DOCUMENT EXTRACT —
21
votes

I'm trying to maximize cluster usage for a simple task.

Cluster is 1+2 x m3.xlarge, runnning Spark 1.3.1, Hadoop 2.4, Amazon AMI 3.7

The task reads all lines of a text file and parse them as csv.

When I spark-submit a task as a yarn-cluster mode, I get one of the following result:

  • 0 executor: job waits infinitely until I manually kill it
  • 1 executor: job under utilize resources with only 1 machine working
  • OOM when I do not assign enough memory on the driver

What I would have expected:

  • Spark driver run on cluster master with all memory available, plus 2 executors with 9404MB each (as defined by install-spark script).

Sometimes, when I get a "successful" execution with 1 executor, cloning and restarting the step ends up with 0 executor.

I created my cluster using this command:

aws emr --region us-east-1 create-cluster --name "Spark Test"
--ec2-attributes KeyName=mykey 
--ami-version 3.7.0 
--use-default-roles 
--instance-type m3.xlarge 
--instance-count 3 
--log-uri s3://mybucket/logs/ 
--bootstrap-actions Path=s3://support.elasticmapreduce/spark/install-spark,Args=["-x"] 
--steps Name=Sample,Jar=s3://elasticmapreduce/libs/script-runner/script-runner.jar,Args=[/home/hadoop/spark/bin/spark-submit,--master,yarn,--deploy-mode,cluster,--class,my.sample.spark.Sample,s3://mybucket/test/sample_2.10-1.0.0-SNAPSHOT-shaded.jar,s3://mybucket/data/],ActionOnFailure=CONTINUE

With some step variations including:

--driver-memory 8G --driver-cores 4 --num-executors 2


install-spark script with -x produces the following spark-defaults.conf:

$ cat spark-defaults.conf
spark.eventLog.enabled  false
spark.executor.extraJavaOptions         -verbose:gc -XX:+PrintGCDetails -XX:+PrintGCDateStamps -XX:+UseConcMarkSweepGC -XX:CMSInitiatingOccupancyFraction=70 -XX:MaxHeapFreeRatio=70
spark.driver.extraJavaOptions         -Dspark.driver.log.level=INFO
spark.executor.instances        2
spark.executor.cores    4
spark.executor.memory   9404M
spark.default.parallelism       8

Update 1

I get the same behavior with a generic JavaWordCount example:

/home/hadoop/spark/bin/spark-submit --verbose --master yarn --deploy-mode cluster --driver-memory 8G --class org.apache.spark.examples.JavaWordCount /home/hadoop/spark/lib/spark-examples-1.3.1-hadoop2.4.0.jar s3://mybucket/data/

However, if I remove the '--driver-memory 8G', the task gets assigned 2 executors and finishes correctly.

So, what's the matter with driver-memory preventing my task to get executors?

Should the driver be executed on the cluster's master node alongside with Yarn master container as explained here?

How do I give more memory to my spark job driver? (Where collects and some other useful operations arise)

4

4 Answers

21
votes

The solution to maximize cluster usage is to forget about the '-x' parameter when installing spark on EMR and to adjust executors memory and cores by hand.

DATA EXTRACT —

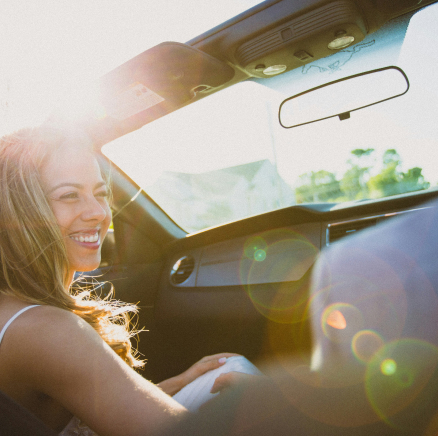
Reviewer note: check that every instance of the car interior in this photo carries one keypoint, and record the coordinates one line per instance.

INSTRUCTIONS —
a) Transcribe the stretch of the Spark on EMR thread from "Should the driver" through "useful operations arise)" with no changes.
b) In the Spark on EMR thread, what happens to the JavaWordCount task when the '--driver-memory 8G' option is removed?
The data stand apart from the Spark thread and are separate material.

OUTPUTS BY TASK —
a)
Should the driver be executed on the cluster's master node alongside with Yarn master container as explained here?

How do I give more memory to my spark job driver? (Where collects and some other useful operations arise)

b) The task is assigned 2 executors and finishes correctly.